SELECTED PASSAGE:
___

In cognitively diverse teams each member must be a team player, understand their role and play that part, and have the adaptability to be the player, player-coach and coach at times. In addition, they take personal accountability for their actions while at the same time participate in a collective respect for team over individual.
While these competencies and characteristics are the raw ingredients, a cognitively diverse team needs leadership that draws on the power of organisational culture and is adept at the composing craft of governance to turn this sum-of-parts potential into a superteam. These typically T-shaped leaders will build such a team through small gains over time achieved by consistently applying inclusion, exercising trust, building frameworks and enforcing rigour.
These leadership capabilities and attributes deserve extra scrutiny.
Applying inclusion involves building a culture where there is a shared identity and purpose and equality of voice is a key objective. On a practical level, this requires providing role clarity and respect; having an open and flexible attitude; practicing effective chairing disciplines; and pro-actively coaching – and constructively challenging – team members’ behaviours and skills.

___

ACTIONS TO TAKE:
1. Copy out the passage on cognitively diverse teams, starting with "While these competencies" and going on through "deserve extra scrutiny.".
2. Write the next part of the passage on leading cognitively diverse teams, picking up after its last sentence.
The rows that come next play no part in any of this.

___

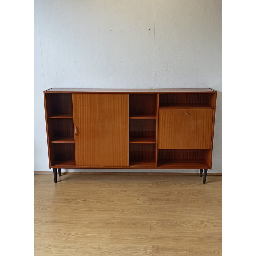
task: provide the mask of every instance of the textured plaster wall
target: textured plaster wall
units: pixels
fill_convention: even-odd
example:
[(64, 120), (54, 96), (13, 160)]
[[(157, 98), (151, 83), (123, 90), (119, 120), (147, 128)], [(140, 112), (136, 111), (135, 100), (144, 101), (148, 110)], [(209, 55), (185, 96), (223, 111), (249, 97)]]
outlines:
[(34, 171), (50, 170), (44, 90), (211, 87), (218, 97), (209, 172), (222, 172), (220, 0), (34, 3)]

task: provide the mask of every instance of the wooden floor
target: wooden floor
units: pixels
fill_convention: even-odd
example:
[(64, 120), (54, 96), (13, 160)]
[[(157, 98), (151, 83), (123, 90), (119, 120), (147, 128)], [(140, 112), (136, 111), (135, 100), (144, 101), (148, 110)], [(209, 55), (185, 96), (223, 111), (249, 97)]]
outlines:
[(221, 255), (221, 176), (34, 177), (35, 256)]

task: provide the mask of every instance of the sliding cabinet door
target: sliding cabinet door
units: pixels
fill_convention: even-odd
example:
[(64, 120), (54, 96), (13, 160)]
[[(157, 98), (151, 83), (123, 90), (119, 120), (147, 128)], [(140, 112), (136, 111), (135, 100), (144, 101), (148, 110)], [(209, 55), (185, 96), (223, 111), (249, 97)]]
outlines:
[(128, 94), (73, 94), (76, 166), (128, 166)]

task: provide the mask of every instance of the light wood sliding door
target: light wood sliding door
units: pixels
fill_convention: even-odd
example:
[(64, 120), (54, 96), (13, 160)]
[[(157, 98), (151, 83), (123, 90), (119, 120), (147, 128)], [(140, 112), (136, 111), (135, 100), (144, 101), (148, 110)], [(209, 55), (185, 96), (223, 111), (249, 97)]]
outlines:
[(128, 166), (128, 94), (73, 93), (73, 103), (76, 166)]
[(211, 148), (213, 109), (159, 110), (158, 149)]

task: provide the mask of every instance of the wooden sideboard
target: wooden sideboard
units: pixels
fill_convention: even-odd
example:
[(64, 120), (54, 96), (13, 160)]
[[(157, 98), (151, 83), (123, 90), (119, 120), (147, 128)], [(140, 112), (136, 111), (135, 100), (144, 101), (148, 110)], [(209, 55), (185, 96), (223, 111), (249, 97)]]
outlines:
[(210, 88), (44, 91), (49, 165), (57, 169), (212, 168)]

___

RESPONSES BY ITEM NUMBER:
1.
While these competencies and characteristics are the raw ingredients, a cognitively diverse team needs leadership that draws on the power of organisational culture and is adept at the composing craft of governance to turn this sum-of-parts potential into a superteam. These typically T-shaped leaders will build such a team through small gains over time achieved by consistently applying inclusion, exercising trust, building frameworks and enforcing rigour.
These leadership capabilities and attributes deserve extra scrutiny.

2.
Trust, like a muscle, benefits from exercise and strength is the result. The main way for leaders to style this virtuous cycle is primarily by promoting self-awareness, which helps build team identity and reinforce culture. In addition, by showing appreciation for colleagues via personal interaction they can secure social capital and, by ensuring a safe psychological space, openness and innovation can thrive.
It is helpful to think of the importance of building frameworks by comparing them to the scaffolding needed in the construction of an impressive cathedral. For the superteam, think of this scaffolding as all the codified intelligence required to ensure the very best interactions such as the use of beliefs and principles as fundamental frameworks to shape the critical thinking needed for accurate decisions. Other examples include tabulation of responsibilities and authorities; goals, inputs and outputs; measures and incentives like KPIs. Together these make up the playbooks that prepare for future situations and exploit comparative advantages.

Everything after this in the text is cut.